## 本文
───

可移植性性器肉腫は犬における性器の腫瘍です。この腫瘍は、近年ではまれな腫瘍となりましたが、自然が多い地方ではまだ見られる腫瘍です。腫瘍細胞は交配により犬から犬に伝播しますが、外生殖器を舐めたり、匂いを嗅いだりするような社会的行動によっても伝播することがあります。腫瘍のほとんどは生殖器に発生しますが、生殖器付近の皮膚や口、鼻、目の粘膜部分に腫瘤の形成が見られることもあります。この腫瘍は小さなものから大きなものまで様々で、カリフラワー状の腫瘤形成します。表面には潰瘍や炎症が見られることが多く、容易に出血します。
診断は組織検査によって行われますが、細胞診でも可移植性性器肉腫に特徴的な所見により診断できる場合もあります。
可移植性性器肉腫は、転移はあまりみられず、主に免疫抑制された犬や、この腫瘍を接種された子犬でみられます。
可移植性性器肉腫は放射線療法に良好な反応を示し、転移がない限り100%の治癒が得られたと報告されています。しかし、化学療法による反応も非常に良好で100%近い完全寛解を示すため、この腫瘍の治療には科学療法がもっとも一般的に行われています。

───

## データセットの項目
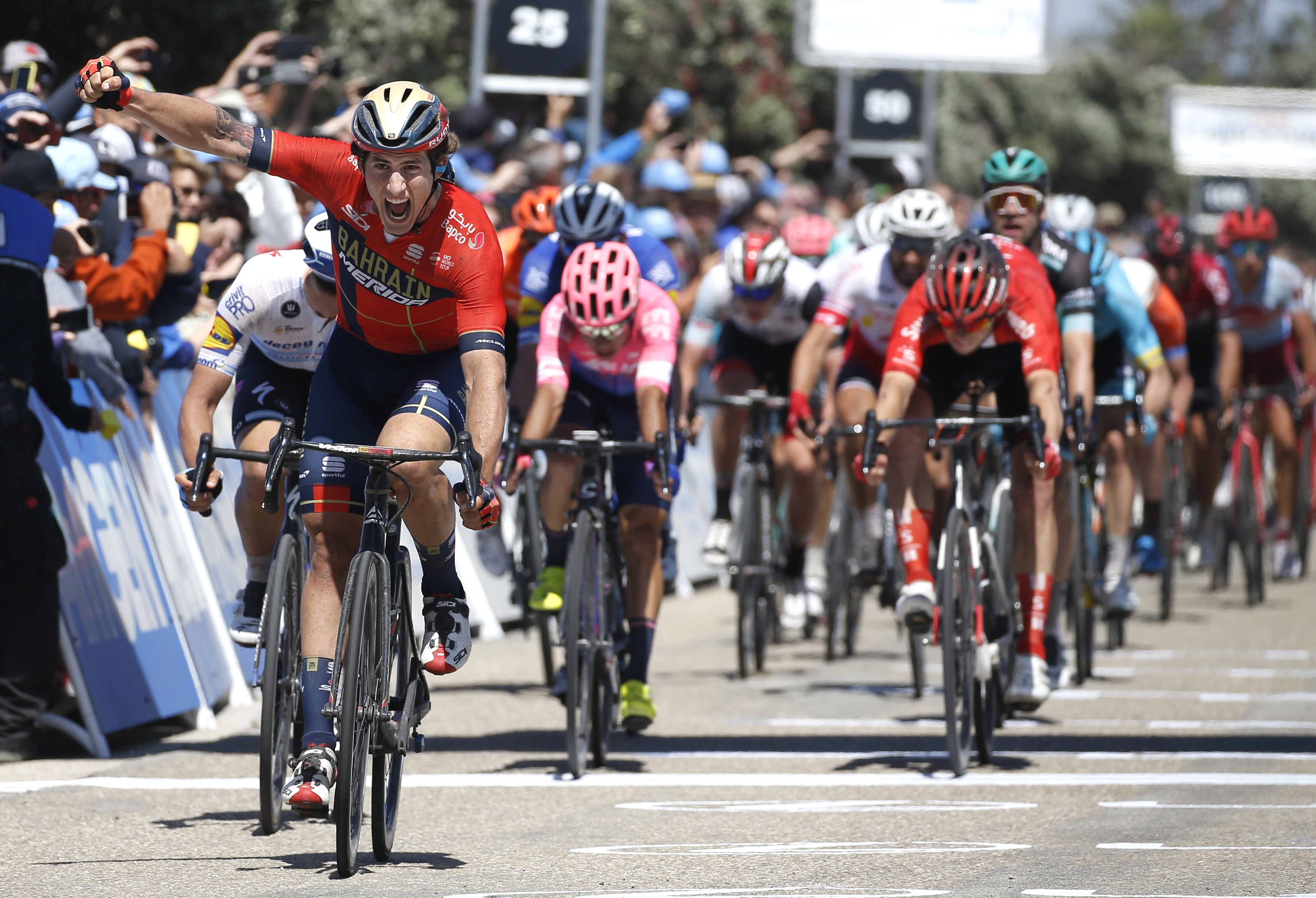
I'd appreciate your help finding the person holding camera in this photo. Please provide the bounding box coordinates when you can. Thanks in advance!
[0,144,113,763]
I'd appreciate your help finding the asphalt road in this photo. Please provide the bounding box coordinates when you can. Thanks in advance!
[0,563,1316,898]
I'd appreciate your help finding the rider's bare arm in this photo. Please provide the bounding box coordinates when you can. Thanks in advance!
[1216,330,1242,405]
[1061,330,1096,420]
[1024,369,1063,440]
[462,349,507,483]
[791,321,836,394]
[174,365,233,511]
[79,67,255,165]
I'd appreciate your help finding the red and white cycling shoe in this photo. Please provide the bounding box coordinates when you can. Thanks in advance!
[420,595,471,677]
[283,745,338,816]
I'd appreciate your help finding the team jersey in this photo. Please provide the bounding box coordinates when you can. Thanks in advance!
[1174,249,1229,328]
[1220,255,1307,352]
[684,255,822,346]
[813,244,909,367]
[1120,258,1188,362]
[248,128,507,356]
[1005,225,1096,333]
[516,225,680,346]
[817,240,863,296]
[498,225,530,324]
[882,234,1061,378]
[534,280,680,396]
[196,252,333,377]
[1066,230,1165,371]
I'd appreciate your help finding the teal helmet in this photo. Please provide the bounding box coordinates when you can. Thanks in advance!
[983,146,1051,194]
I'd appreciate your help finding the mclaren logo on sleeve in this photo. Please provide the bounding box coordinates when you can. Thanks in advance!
[338,225,455,305]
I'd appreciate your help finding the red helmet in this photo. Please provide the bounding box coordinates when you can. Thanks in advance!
[562,241,640,329]
[1142,212,1196,259]
[1216,205,1279,249]
[512,184,562,234]
[926,230,1009,330]
[782,215,836,255]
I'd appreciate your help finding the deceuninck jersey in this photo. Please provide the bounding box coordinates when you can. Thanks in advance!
[516,225,680,346]
[248,128,507,356]
[883,234,1058,378]
[196,252,334,377]
[684,255,822,346]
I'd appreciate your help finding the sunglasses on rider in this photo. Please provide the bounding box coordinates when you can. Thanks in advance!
[1229,240,1270,258]
[891,234,937,255]
[576,321,626,340]
[983,184,1046,215]
[732,284,776,303]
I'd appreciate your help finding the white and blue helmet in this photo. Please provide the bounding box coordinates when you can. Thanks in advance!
[302,212,334,284]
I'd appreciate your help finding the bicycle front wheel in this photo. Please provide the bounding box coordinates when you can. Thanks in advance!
[370,548,410,861]
[333,552,384,877]
[937,508,978,777]
[562,508,600,779]
[261,533,307,835]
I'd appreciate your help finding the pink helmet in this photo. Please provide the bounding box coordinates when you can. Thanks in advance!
[562,241,640,328]
[782,215,836,255]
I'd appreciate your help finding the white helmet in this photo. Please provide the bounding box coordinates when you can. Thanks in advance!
[1046,194,1096,230]
[722,230,791,290]
[553,180,626,244]
[850,200,887,248]
[302,212,334,284]
[885,187,955,240]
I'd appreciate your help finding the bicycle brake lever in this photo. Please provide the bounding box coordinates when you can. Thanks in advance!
[188,433,215,517]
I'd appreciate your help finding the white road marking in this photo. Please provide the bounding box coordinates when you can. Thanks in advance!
[445,885,950,898]
[1018,889,1316,898]
[1096,841,1316,851]
[8,770,1316,794]
[1098,802,1316,811]
[571,841,1032,856]
[763,718,1316,729]
[613,750,1316,761]
[615,798,1037,814]
[1051,689,1316,704]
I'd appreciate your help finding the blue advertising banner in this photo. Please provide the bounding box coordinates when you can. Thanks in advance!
[30,381,203,732]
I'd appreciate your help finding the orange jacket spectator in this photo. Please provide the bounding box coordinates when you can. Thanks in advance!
[74,230,168,321]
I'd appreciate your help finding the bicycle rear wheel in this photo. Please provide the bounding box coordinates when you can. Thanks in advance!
[261,533,307,835]
[1234,446,1266,604]
[937,508,978,777]
[370,546,410,861]
[562,508,599,779]
[333,552,384,877]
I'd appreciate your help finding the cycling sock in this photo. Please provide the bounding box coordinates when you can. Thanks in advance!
[782,545,804,577]
[544,526,570,568]
[1014,574,1051,658]
[713,486,732,520]
[416,529,462,595]
[896,508,932,583]
[621,618,658,683]
[1104,533,1129,593]
[300,658,338,752]
[246,552,274,583]
[1142,499,1161,536]
[242,579,265,618]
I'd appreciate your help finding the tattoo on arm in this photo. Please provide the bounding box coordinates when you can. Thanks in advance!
[215,107,255,165]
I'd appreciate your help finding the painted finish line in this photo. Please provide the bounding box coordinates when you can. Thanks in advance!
[13,770,1316,794]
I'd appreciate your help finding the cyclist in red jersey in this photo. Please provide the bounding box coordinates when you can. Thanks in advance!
[857,232,1062,710]
[78,57,507,815]
[1144,213,1229,568]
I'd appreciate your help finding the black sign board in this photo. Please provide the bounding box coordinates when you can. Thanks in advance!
[490,0,590,75]
[850,71,922,141]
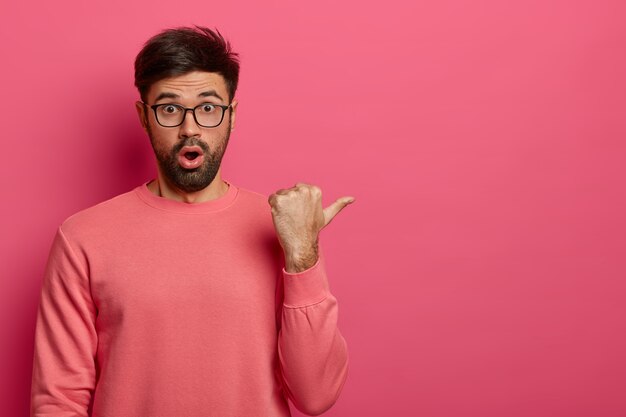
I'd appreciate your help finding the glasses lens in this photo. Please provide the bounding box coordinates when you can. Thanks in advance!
[194,103,224,127]
[155,104,185,126]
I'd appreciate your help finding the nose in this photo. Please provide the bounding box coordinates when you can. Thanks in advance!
[179,109,200,138]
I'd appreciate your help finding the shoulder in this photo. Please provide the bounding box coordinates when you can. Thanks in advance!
[60,189,138,236]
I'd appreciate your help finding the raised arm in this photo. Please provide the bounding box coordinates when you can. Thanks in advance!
[30,228,98,417]
[278,251,348,415]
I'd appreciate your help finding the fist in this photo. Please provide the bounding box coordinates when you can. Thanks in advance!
[268,182,354,264]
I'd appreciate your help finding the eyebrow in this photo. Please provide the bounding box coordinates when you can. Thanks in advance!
[154,90,224,102]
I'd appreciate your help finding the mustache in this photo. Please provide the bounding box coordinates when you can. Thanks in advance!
[172,138,209,155]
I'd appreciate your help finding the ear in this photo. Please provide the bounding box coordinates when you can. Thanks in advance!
[135,101,148,133]
[230,100,238,130]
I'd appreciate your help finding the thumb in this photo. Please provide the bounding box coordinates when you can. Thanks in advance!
[324,197,355,226]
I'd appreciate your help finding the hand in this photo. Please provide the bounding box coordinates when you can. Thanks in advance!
[268,182,355,272]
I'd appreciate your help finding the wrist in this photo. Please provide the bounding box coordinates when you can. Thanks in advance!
[285,242,319,273]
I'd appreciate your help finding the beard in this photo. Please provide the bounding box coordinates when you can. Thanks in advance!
[147,126,230,193]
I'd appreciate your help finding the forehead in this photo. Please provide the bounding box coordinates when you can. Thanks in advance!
[147,71,228,102]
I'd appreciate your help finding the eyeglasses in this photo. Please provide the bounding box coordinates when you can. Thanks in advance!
[142,102,232,127]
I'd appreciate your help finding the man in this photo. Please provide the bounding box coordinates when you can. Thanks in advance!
[31,27,354,417]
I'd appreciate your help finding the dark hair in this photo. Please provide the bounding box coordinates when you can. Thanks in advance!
[135,26,239,101]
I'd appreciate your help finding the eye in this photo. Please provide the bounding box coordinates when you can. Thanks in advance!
[200,104,215,113]
[161,104,180,114]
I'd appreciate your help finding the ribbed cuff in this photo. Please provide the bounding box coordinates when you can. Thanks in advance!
[283,251,329,307]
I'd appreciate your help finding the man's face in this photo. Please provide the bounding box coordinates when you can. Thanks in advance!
[136,71,237,193]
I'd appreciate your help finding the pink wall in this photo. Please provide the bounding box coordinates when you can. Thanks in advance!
[0,0,626,417]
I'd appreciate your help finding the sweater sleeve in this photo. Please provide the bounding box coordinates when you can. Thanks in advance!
[30,227,98,417]
[278,245,348,415]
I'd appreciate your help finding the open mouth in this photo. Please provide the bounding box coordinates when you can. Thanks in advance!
[178,145,204,169]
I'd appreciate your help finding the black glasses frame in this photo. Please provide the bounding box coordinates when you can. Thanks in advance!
[141,101,233,127]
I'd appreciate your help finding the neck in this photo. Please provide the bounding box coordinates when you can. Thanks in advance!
[148,172,228,204]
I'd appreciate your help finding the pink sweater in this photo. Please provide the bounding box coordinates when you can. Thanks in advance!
[31,181,348,417]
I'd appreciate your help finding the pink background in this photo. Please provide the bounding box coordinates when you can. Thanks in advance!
[0,0,626,417]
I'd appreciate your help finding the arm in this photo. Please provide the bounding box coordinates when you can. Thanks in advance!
[31,228,98,417]
[278,245,348,415]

───

## やること 1
犬の腫瘍についての本文にある「診断は組織検査によって行われますが、細胞診でも可移植性性器肉腫に特徴的な所見により診断できる場合もあります。」という一文を英語に訳してください。
## やること 2
犬の腫瘍についての本文から、「可移植性性器肉腫は犬における」で始まり「接種された子犬でみられます。」までの部分を、一字も変えずにそのまま書き写してください。

## 答えの欄 1
Diagnosis is made by tissue examination, but in some cases it can also be made by cytology, based on findings that are characteristic of transmissible venereal tumor.

## 答えの欄 2
可移植性性器肉腫は犬における性器の腫瘍です。この腫瘍は、近年ではまれな腫瘍となりましたが、自然が多い地方ではまだ見られる腫瘍です。腫瘍細胞は交配により犬から犬に伝播しますが、外生殖器を舐めたり、匂いを嗅いだりするような社会的行動によっても伝播することがあります。腫瘍のほとんどは生殖器に発生しますが、生殖器付近の皮膚や口、鼻、目の粘膜部分に腫瘤の形成が見られることもあります。この腫瘍は小さなものから大きなものまで様々で、カリフラワー状の腫瘤形成します。表面には潰瘍や炎症が見られることが多く、容易に出血します。
診断は組織検査によって行われますが、細胞診でも可移植性性器肉腫に特徴的な所見により診断できる場合もあります。
可移植性性器肉腫は、転移はあまりみられず、主に免疫抑制された犬や、この腫瘍を接種された子犬でみられます。